• **PROBLEM DESCRIPTION**: Every entry below is to be copied exactly as written.

Segment Start: RECORDS PROVIDED

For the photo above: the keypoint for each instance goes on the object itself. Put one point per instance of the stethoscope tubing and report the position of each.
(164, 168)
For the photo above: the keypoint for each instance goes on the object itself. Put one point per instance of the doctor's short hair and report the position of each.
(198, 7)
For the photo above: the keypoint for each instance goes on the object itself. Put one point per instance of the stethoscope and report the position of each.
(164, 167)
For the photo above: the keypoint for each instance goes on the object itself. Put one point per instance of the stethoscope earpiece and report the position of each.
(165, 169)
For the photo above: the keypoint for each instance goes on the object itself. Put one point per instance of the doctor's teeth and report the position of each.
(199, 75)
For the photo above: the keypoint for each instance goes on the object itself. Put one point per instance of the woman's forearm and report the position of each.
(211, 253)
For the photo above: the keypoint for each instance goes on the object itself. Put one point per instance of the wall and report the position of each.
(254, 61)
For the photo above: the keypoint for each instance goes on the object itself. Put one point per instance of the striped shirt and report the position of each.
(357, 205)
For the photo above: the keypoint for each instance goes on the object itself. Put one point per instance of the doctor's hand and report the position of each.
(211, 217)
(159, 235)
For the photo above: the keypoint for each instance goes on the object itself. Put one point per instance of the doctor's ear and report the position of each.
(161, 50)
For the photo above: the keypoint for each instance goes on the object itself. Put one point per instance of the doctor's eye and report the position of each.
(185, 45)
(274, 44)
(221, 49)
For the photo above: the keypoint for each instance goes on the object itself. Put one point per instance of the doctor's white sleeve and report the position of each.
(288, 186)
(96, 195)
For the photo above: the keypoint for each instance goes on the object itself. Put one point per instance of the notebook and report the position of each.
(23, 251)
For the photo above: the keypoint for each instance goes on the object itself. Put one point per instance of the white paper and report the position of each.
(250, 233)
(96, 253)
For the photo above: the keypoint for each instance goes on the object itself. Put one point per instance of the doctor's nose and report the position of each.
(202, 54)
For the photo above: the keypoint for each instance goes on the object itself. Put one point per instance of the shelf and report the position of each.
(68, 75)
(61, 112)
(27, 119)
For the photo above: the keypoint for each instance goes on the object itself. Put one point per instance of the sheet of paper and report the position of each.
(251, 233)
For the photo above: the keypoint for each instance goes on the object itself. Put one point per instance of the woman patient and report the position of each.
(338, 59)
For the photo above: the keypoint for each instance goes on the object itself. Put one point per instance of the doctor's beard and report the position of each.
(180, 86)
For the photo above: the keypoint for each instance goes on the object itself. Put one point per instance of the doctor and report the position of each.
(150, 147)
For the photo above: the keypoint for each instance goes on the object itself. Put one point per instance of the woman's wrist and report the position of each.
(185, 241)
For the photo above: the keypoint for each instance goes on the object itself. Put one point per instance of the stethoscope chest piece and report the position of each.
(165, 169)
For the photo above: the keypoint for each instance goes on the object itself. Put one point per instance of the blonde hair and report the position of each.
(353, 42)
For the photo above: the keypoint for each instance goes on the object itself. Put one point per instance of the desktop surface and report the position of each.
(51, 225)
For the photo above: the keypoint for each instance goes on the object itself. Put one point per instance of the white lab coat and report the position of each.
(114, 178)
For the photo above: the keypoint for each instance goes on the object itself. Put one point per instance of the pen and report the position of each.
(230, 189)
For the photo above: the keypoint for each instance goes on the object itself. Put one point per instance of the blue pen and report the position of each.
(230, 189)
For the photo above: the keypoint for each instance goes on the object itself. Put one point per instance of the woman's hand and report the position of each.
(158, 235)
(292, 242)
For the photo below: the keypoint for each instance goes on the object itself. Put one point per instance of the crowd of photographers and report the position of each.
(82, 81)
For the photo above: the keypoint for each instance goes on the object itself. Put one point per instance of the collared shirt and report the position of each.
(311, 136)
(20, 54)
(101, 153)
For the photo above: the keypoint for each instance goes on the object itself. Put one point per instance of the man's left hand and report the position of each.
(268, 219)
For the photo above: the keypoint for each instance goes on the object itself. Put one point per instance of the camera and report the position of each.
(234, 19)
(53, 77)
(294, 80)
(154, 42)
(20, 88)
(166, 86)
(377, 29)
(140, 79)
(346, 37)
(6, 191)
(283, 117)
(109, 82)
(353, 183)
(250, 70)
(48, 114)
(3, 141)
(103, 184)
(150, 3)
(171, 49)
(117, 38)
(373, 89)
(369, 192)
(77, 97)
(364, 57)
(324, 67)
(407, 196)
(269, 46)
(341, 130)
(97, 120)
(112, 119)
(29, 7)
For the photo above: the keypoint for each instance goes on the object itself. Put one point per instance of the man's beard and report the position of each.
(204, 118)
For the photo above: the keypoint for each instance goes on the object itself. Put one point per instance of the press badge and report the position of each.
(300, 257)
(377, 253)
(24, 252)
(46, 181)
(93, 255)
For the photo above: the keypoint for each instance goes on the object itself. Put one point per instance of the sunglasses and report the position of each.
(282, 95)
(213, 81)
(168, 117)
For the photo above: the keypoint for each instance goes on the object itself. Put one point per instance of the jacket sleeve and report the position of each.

Segment End: RECORDS PROVIDED

• **RESULT OF THE EXERCISE**:
For the photo above: the keypoint for each instance goes on the object itself. Put one point per instance of the stethoscope tubing and report the position of each.
(164, 168)
For the photo above: the keypoint for each instance goes on the object itself. Put one point per instance of the doctor's short hair and report the position of each.
(198, 7)
For the photo above: the keypoint for each instance goes on the object itself. Put one point per instance of the stethoscope and report the position of each.
(164, 167)
For the photo above: the keypoint for each instance goes on the object itself. Put one point per instance of the stethoscope earpiece and report the position of each.
(165, 169)
For the photo above: the keypoint for each instance goes on the object itself. Put one point per instance of the doctor's teeth and report the position of each.
(199, 75)
For the photo above: the keypoint for each instance goes on the object itself. Put one point per instance of the woman's forearm and report the position of each.
(211, 253)
For the photo above: the keypoint for each instance goes on the object itself. Put one point per instance of the wall and report the position of each.
(254, 61)
For the photo above: the keypoint for each instance goes on the object itself. Put one point per instance of the striped shirt and report the position of each.
(357, 205)
For the photo above: the keypoint for each instance goes on the object itself. Put one point per instance of the doctor's hand and report the position of each.
(211, 217)
(159, 235)
For the photo above: the keypoint for each instance goes on the object itself. Put one point per instance of the doctor's ear and report the position of each.
(161, 50)
For the photo above: the keypoint for each instance goes on the object itself. Put one point per instance of the doctor's eye and report the position of each.
(185, 45)
(274, 44)
(221, 49)
For the photo above: the keypoint for each instance goes on the object itself. Put one point per instance of the doctor's white sleeve and report the position of each.
(288, 186)
(96, 195)
For the photo above: the keypoint for each instance goes on the object itself. Put one point per instance of the notebook and report the position of each.
(23, 251)
For the photo above: the keypoint for each instance goes on the object itself. Put one point per instance of the white paper and report the position of each.
(250, 233)
(96, 253)
For the photo above: the keypoint for each instance goes on the object itself. Put one point per instance of the doctor's nose and report the position of each.
(202, 54)
For the photo above: the keypoint for each instance goes on the object itself. Put one point per instance of the shelf and report the position of each.
(68, 75)
(61, 112)
(27, 119)
For the photo above: the keypoint for each instance goes on the object itself. Put one point per instance of the sheet of paper and report the position of each.
(251, 233)
For the photo above: the keypoint for each instance goes on the object itself. Put one point per instance of the woman patient and report the position of each.
(338, 59)
For the photo above: the keypoint for each instance goes on the object itself. Put one point per instance of the doctor's beard and report the position of each.
(180, 86)
For the photo above: the keypoint for each instance goes on the object itself. Put one point per instance of the doctor and report the position of each.
(150, 147)
For the photo above: the keypoint for each instance goes on the object itself. Put one point per instance of the woman's wrist and report the position of each.
(185, 241)
For the photo above: the keypoint for each instance goes on the object itself. Put one point per instance of the stethoscope chest piece and report the position of each.
(165, 169)
For the photo above: the keypoint for each instance goes on the object itself. Put one point per instance of the blonde hair and report the position of each.
(353, 42)
For the photo above: the keypoint for each instance goes on the object itself. Put one point per instance of the desktop surface and report the position of each.
(51, 225)
For the photo above: the keypoint for each instance goes on the object itself. Put one point per instance of the white lab coat and report the position of each.
(114, 178)
For the photo above: the keypoint for each instance goes on the object itself. Put one point per instance of the pen and report the position of each.
(230, 189)
For the photo above: the keypoint for each instance goes on the object itself. Put one point per instance of the blue pen and report the position of each.
(230, 189)
For the photo above: the keypoint for each instance goes on the object itself. Put one point per instance of the woman's hand and report the position of each.
(158, 235)
(292, 242)
For the photo below: the keypoint for each instance goes on the object itself. Put one point per instance of the crowd of photographers and report the position of each.
(82, 81)
For the photo above: the keypoint for each instance goes on the object itself. Put one point per instance of the collared shirt and report the position of each.
(311, 136)
(20, 54)
(101, 153)
For the photo above: the keypoint for each instance goes on the object itself. Put one point per instance of the man's left hand and report the position of each.
(268, 219)
For the photo above: the keypoint for each instance goes on the object itself. Put one point per instance of the camera and report the position of each.
(234, 19)
(53, 77)
(294, 80)
(154, 42)
(20, 88)
(166, 86)
(377, 29)
(140, 79)
(346, 37)
(6, 191)
(283, 117)
(109, 82)
(353, 183)
(250, 70)
(48, 114)
(3, 141)
(103, 184)
(150, 3)
(171, 49)
(117, 38)
(373, 89)
(369, 192)
(77, 97)
(364, 57)
(324, 67)
(407, 196)
(269, 46)
(341, 130)
(97, 120)
(112, 119)
(29, 7)
For the photo above: the keypoint for each instance goes on the object itself. Put one point per instance of the man's beard and report the position of each.
(204, 118)
For the photo above: the keypoint for each instance goes on the object itself. Put one point per instance of the press badge and report the position of each.
(300, 257)
(377, 253)
(24, 252)
(46, 181)
(93, 255)
For the photo above: the keypoint for each instance goes on the object itself. Put one point per instance of the sunglasses and report the position of each.
(282, 95)
(213, 81)
(168, 117)
For the photo above: the keypoint for each instance goes on the object itself. Put one point per instance of the jacket sleeve and report the position of each.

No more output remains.